[Stored data entries]
++++++

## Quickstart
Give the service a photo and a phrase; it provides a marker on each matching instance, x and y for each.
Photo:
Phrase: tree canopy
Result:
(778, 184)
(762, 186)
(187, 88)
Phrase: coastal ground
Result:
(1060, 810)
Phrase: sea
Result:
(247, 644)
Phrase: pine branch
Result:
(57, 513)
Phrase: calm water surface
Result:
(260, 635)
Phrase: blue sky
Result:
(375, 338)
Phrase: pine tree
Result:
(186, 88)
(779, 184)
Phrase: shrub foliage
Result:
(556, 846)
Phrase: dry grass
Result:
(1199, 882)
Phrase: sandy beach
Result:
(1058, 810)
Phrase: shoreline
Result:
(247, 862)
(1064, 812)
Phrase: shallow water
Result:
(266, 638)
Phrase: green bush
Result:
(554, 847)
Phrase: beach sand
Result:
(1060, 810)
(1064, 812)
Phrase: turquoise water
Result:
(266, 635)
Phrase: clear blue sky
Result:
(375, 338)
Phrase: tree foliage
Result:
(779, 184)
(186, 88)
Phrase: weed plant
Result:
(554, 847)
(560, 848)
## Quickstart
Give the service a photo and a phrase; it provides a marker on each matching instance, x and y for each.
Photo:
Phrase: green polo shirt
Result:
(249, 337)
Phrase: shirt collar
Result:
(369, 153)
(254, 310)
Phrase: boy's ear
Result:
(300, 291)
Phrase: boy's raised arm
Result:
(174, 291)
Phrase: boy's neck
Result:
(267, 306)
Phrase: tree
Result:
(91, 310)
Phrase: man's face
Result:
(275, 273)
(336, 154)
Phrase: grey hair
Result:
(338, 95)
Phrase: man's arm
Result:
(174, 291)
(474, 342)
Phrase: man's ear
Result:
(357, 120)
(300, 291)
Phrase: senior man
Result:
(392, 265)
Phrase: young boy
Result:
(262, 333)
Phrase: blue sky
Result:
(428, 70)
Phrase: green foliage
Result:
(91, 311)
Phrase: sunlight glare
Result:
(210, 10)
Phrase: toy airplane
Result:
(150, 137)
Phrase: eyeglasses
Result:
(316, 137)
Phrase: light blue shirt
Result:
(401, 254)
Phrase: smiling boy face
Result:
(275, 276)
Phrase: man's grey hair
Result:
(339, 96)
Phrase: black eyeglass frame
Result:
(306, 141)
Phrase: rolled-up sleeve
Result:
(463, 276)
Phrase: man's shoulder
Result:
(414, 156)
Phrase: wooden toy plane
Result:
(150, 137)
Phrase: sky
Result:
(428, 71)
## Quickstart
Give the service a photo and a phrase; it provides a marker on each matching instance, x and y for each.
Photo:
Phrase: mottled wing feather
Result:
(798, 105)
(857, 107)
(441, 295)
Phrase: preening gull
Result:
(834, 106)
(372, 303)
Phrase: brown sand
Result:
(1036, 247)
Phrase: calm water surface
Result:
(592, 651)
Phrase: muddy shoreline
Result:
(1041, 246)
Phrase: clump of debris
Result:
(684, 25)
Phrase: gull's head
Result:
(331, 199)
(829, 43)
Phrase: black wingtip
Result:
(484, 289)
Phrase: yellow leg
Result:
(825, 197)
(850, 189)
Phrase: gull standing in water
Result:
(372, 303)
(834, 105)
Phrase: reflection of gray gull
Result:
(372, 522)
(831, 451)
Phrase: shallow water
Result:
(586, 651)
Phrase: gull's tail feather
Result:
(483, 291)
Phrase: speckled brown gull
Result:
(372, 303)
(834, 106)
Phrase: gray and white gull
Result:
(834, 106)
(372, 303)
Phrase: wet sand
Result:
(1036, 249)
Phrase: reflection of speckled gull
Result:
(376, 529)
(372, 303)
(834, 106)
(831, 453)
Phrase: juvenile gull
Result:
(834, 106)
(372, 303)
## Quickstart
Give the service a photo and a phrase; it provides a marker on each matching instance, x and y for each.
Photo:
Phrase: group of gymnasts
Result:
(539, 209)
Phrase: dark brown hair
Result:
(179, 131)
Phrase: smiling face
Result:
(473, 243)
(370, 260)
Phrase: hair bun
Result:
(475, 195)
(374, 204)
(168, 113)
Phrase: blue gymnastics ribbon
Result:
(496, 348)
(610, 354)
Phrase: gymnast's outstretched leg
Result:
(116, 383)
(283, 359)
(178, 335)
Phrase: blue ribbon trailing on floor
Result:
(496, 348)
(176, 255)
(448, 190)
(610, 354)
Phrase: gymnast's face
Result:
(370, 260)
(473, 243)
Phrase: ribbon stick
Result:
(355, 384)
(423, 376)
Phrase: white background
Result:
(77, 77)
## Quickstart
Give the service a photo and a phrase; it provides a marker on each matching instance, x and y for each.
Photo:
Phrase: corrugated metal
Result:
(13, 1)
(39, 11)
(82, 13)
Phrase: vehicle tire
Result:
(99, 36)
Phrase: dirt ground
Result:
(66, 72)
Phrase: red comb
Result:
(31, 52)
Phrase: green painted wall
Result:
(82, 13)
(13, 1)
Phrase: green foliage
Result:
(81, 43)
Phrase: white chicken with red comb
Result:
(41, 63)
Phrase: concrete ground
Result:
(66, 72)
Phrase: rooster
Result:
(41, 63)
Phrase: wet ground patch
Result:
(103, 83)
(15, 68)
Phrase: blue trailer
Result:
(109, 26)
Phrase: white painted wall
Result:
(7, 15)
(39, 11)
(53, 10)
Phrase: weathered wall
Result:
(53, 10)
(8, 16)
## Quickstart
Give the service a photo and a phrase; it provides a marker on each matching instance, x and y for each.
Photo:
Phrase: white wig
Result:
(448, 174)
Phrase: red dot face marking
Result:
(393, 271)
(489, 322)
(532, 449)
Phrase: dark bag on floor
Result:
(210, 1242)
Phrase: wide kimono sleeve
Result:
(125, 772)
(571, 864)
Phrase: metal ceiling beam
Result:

++++++

→ Problem statement: Copy all the rows above verbatim, every line unchanged.

→ Exercise response:
## Quickstart
Give the service a photo and a phrase; it provides a marker on each matching instance, x and y for each.
Photo:
Phrase: tree canopy
Result:
(778, 184)
(762, 186)
(187, 88)
Phrase: coastal ground
Result:
(1060, 810)
Phrase: sea
Result:
(247, 644)
Phrase: pine branch
Result:
(57, 513)
Phrase: calm water surface
Result:
(260, 635)
Phrase: blue sky
Result:
(375, 338)
Phrase: pine tree
Result:
(186, 88)
(779, 184)
Phrase: shrub foliage
Result:
(556, 846)
Phrase: dry grass
Result:
(1199, 882)
Phrase: sandy beach
Result:
(1058, 810)
Phrase: shoreline
Result:
(247, 862)
(1064, 812)
Phrase: shallow water
Result:
(266, 638)
Phrase: green bush
Result:
(554, 847)
Phrase: beach sand
Result:
(1060, 810)
(1064, 812)
Phrase: turquoise water
Result:
(266, 635)
Phrase: clear blue sky
Result:
(375, 338)
Phrase: tree foliage
Result:
(779, 184)
(186, 88)
Phrase: weed plant
Result:
(554, 847)
(560, 848)
## Quickstart
Give the service a photo and a phrase; it provides a marker on each matching instance, x and y for each.
Photo:
Phrase: green polo shirt
Result:
(249, 337)
Phrase: shirt collar
Result:
(369, 153)
(254, 310)
Phrase: boy's ear
Result:
(300, 291)
Phrase: boy's raised arm
Result:
(174, 291)
Phrase: boy's neck
Result:
(267, 306)
Phrase: tree
Result:
(91, 310)
Phrase: man's face
Result:
(275, 273)
(336, 154)
Phrase: grey hair
Result:
(338, 95)
Phrase: man's arm
Result:
(174, 291)
(474, 342)
Phrase: man's ear
Result:
(357, 120)
(300, 291)
Phrase: senior man
Result:
(392, 265)
Phrase: young boy
Result:
(262, 333)
Phrase: blue sky
Result:
(428, 70)
Phrase: green foliage
Result:
(91, 311)
Phrase: sunlight glare
Result:
(210, 10)
Phrase: toy airplane
Result:
(150, 137)
Phrase: eyeglasses
Result:
(316, 137)
Phrase: light blue shirt
Result:
(401, 254)
Phrase: smiling boy face
Result:
(275, 276)
Phrase: man's grey hair
Result:
(339, 96)
Phrase: black eyeglass frame
Result:
(306, 141)
Phrase: rolled-up sleeve
Result:
(463, 276)
Phrase: man's shoulder
Result:
(414, 156)
Phrase: wooden toy plane
Result:
(150, 137)
Phrase: sky
Result:
(428, 71)
## Quickstart
Give the service a photo and a phrase; it provides a marker on each matching instance, x and y for each.
Photo:
Phrase: mottled wing feather
Result:
(798, 105)
(857, 107)
(441, 295)
Phrase: preening gull
Result:
(834, 106)
(372, 303)
Phrase: brown sand
Result:
(1036, 247)
Phrase: calm water surface
Result:
(592, 651)
Phrase: muddy shoreline
Result:
(1041, 246)
Phrase: clump of debris
Result:
(684, 25)
Phrase: gull's head
Result:
(331, 199)
(829, 43)
Phrase: black wingtip
Result:
(484, 289)
Phrase: yellow leg
Result:
(825, 197)
(850, 189)
Phrase: gull standing in water
Result:
(372, 303)
(834, 105)
Phrase: reflection of gray gull
Result:
(372, 522)
(831, 451)
Phrase: shallow water
Result:
(586, 651)
Phrase: gull's tail feather
Result:
(483, 291)
Phrase: speckled brown gull
Result:
(372, 303)
(834, 106)
Phrase: gray and white gull
Result:
(834, 106)
(372, 303)
Phrase: wet sand
Result:
(1036, 249)
Phrase: reflection of speckled gull
Result:
(376, 529)
(372, 303)
(834, 106)
(831, 453)
Phrase: juvenile gull
Result:
(834, 106)
(372, 303)
## Quickstart
Give the service a photo and a phrase; it provides a marker on each matching instance, x and y for each.
Photo:
Phrase: group of gymnasts
Result:
(539, 209)
Phrase: dark brown hair
Result:
(179, 131)
Phrase: smiling face
Result:
(473, 243)
(370, 260)
Phrase: hair bun
Result:
(475, 195)
(374, 204)
(168, 113)
Phrase: blue gymnastics ribbon
Result:
(496, 348)
(610, 354)
Phrase: gymnast's outstretched leg
Result:
(116, 383)
(283, 359)
(178, 335)
Phrase: blue ribbon trailing on floor
Result:
(496, 348)
(176, 255)
(448, 190)
(610, 354)
Phrase: gymnast's face
Result:
(370, 260)
(473, 243)
Phrase: ribbon stick
Result:
(355, 384)
(423, 376)
Phrase: white background
Result:
(77, 77)
## Quickstart
Give the service a photo and a phrase; it provides a marker on each matching instance, x and y for each.
Photo:
Phrase: corrugated metal
Result:
(13, 1)
(39, 11)
(82, 13)
Phrase: vehicle tire
Result:
(99, 36)
Phrase: dirt ground
Result:
(66, 72)
Phrase: red comb
Result:
(31, 52)
Phrase: green painted wall
Result:
(82, 13)
(13, 1)
Phrase: green foliage
Result:
(81, 43)
Phrase: white chicken with red comb
Result:
(41, 63)
Phrase: concrete ground
Result:
(66, 72)
Phrase: rooster
Result:
(41, 63)
Phrase: wet ground patch
Result:
(103, 83)
(15, 68)
Phrase: blue trailer
Result:
(109, 26)
Phrase: white painted wall
Result:
(7, 15)
(39, 11)
(53, 10)
Phrase: weathered wall
Result:
(53, 10)
(8, 16)
## Quickstart
Give the service a photo and a phrase; it provides a marker on each matching instance, x and y for each.
Photo:
Phrase: white wig
Result:
(448, 174)
Phrase: red dot face marking
Result:
(393, 271)
(489, 322)
(532, 449)
Phrase: dark bag on floor
Result:
(210, 1242)
Phrase: wide kimono sleeve
Result:
(125, 772)
(571, 864)
Phrase: metal ceiling beam
Result:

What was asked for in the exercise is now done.